- **Try it**: Please return all of the records that follow, exactly as written.
Supplied records Block Start
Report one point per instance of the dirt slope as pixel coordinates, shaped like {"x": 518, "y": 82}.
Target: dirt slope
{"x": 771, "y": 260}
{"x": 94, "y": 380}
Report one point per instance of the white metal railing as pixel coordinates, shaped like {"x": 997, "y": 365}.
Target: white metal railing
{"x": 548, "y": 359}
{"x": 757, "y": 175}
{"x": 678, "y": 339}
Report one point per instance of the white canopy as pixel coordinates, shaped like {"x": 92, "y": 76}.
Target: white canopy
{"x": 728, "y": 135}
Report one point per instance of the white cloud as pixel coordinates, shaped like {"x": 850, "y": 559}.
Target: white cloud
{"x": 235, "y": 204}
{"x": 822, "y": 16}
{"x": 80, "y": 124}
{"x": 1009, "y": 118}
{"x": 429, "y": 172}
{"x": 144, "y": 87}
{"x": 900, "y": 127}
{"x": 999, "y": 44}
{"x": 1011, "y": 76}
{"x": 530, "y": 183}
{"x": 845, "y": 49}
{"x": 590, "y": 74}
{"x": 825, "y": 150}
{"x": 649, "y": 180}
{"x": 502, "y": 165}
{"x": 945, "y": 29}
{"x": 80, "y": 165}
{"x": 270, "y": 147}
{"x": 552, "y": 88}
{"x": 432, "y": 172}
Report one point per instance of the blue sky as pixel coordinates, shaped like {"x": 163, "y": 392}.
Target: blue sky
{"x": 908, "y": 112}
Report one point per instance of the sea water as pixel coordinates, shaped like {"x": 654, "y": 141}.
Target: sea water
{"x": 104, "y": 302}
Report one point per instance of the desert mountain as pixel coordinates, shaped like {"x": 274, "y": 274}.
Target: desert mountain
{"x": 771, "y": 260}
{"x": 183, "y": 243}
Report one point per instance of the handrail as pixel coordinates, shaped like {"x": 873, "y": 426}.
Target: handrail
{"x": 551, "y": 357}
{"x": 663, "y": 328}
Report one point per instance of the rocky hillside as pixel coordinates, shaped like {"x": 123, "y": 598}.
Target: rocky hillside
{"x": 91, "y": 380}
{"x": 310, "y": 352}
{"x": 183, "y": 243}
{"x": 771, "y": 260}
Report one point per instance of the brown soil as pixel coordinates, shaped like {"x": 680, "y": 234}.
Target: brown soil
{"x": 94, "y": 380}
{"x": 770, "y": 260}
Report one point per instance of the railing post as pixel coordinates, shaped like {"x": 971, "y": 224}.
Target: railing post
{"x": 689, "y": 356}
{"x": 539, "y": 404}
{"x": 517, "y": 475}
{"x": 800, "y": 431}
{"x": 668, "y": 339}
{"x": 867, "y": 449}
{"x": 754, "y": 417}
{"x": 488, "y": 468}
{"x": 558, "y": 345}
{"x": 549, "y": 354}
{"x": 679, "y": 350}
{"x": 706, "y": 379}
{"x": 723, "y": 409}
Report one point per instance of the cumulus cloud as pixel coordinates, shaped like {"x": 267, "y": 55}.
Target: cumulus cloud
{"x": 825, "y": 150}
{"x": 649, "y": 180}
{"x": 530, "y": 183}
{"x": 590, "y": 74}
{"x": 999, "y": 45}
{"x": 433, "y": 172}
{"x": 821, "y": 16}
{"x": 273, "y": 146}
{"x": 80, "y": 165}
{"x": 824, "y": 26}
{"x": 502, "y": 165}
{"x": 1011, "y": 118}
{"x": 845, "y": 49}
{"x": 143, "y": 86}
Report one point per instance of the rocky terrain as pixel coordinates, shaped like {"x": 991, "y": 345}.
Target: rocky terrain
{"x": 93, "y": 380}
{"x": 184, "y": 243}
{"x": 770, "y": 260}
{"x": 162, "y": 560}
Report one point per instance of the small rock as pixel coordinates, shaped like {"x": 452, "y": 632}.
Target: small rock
Supplied records Block End
- **Answer section**:
Report one point per instance of the dirt slope as pixel coordinates, shaped like {"x": 518, "y": 82}.
Target: dirt slope
{"x": 771, "y": 260}
{"x": 94, "y": 380}
Report one point per instance of the white metal railing as pixel coordinates, shaped like {"x": 997, "y": 365}.
Target: white metal railing
{"x": 548, "y": 359}
{"x": 757, "y": 175}
{"x": 678, "y": 339}
Report one point per instance of the white canopy as pixel coordinates, shaped like {"x": 92, "y": 76}.
Target: white canopy
{"x": 728, "y": 135}
Report one point per instance of the white cloud as pixel coordinates, shaped like {"x": 850, "y": 559}.
Target: white cloud
{"x": 235, "y": 204}
{"x": 822, "y": 16}
{"x": 80, "y": 124}
{"x": 1009, "y": 118}
{"x": 429, "y": 172}
{"x": 144, "y": 87}
{"x": 900, "y": 127}
{"x": 999, "y": 44}
{"x": 1011, "y": 76}
{"x": 530, "y": 183}
{"x": 845, "y": 49}
{"x": 590, "y": 74}
{"x": 825, "y": 150}
{"x": 649, "y": 180}
{"x": 502, "y": 165}
{"x": 945, "y": 29}
{"x": 80, "y": 165}
{"x": 270, "y": 147}
{"x": 552, "y": 88}
{"x": 432, "y": 172}
Report one point per instance of the blue sky as pixel coordinates, shaped like {"x": 163, "y": 392}.
Target: blue sky
{"x": 908, "y": 112}
Report one point per instance of the sea water as pixel coordinates, shaped like {"x": 654, "y": 141}.
Target: sea water
{"x": 104, "y": 302}
Report one point per instance of the desert mountain as pixel coordinates, shaped like {"x": 274, "y": 274}.
Target: desert mountain
{"x": 771, "y": 260}
{"x": 183, "y": 243}
Report one point per instance of the handrail as pixel coordinates, shaped like {"x": 873, "y": 426}.
Target: handrail
{"x": 551, "y": 357}
{"x": 663, "y": 328}
Report one point per instance of the rocky hillside as pixel coordinates, shaped like {"x": 123, "y": 598}.
Target: rocky hillside
{"x": 91, "y": 380}
{"x": 310, "y": 352}
{"x": 183, "y": 243}
{"x": 771, "y": 260}
Report one point per instance of the brown soil as pixel coordinates, shaped like {"x": 680, "y": 234}.
Target: brown soil
{"x": 94, "y": 380}
{"x": 770, "y": 260}
Report one point per instance of the railing post as pixel coordinates, shaped like {"x": 971, "y": 224}.
Target: railing post
{"x": 689, "y": 356}
{"x": 539, "y": 404}
{"x": 517, "y": 475}
{"x": 800, "y": 431}
{"x": 668, "y": 339}
{"x": 867, "y": 449}
{"x": 754, "y": 417}
{"x": 488, "y": 468}
{"x": 558, "y": 345}
{"x": 549, "y": 354}
{"x": 679, "y": 350}
{"x": 706, "y": 379}
{"x": 723, "y": 409}
Report one point per instance of the cumulus cloud as pixel coordinates, shaped like {"x": 267, "y": 55}.
Target: cumulus cloud
{"x": 825, "y": 150}
{"x": 649, "y": 180}
{"x": 530, "y": 183}
{"x": 590, "y": 74}
{"x": 999, "y": 45}
{"x": 433, "y": 172}
{"x": 821, "y": 16}
{"x": 273, "y": 146}
{"x": 80, "y": 165}
{"x": 824, "y": 26}
{"x": 502, "y": 165}
{"x": 1011, "y": 118}
{"x": 845, "y": 49}
{"x": 143, "y": 86}
Report one point per instance of the rocky terrain as pixel coordinates, shaped like {"x": 991, "y": 345}.
Target: rocky terrain
{"x": 93, "y": 380}
{"x": 184, "y": 243}
{"x": 770, "y": 260}
{"x": 162, "y": 560}
Report one point per instance of the small rock as pixel coordinates, shaped like {"x": 452, "y": 632}.
Target: small rock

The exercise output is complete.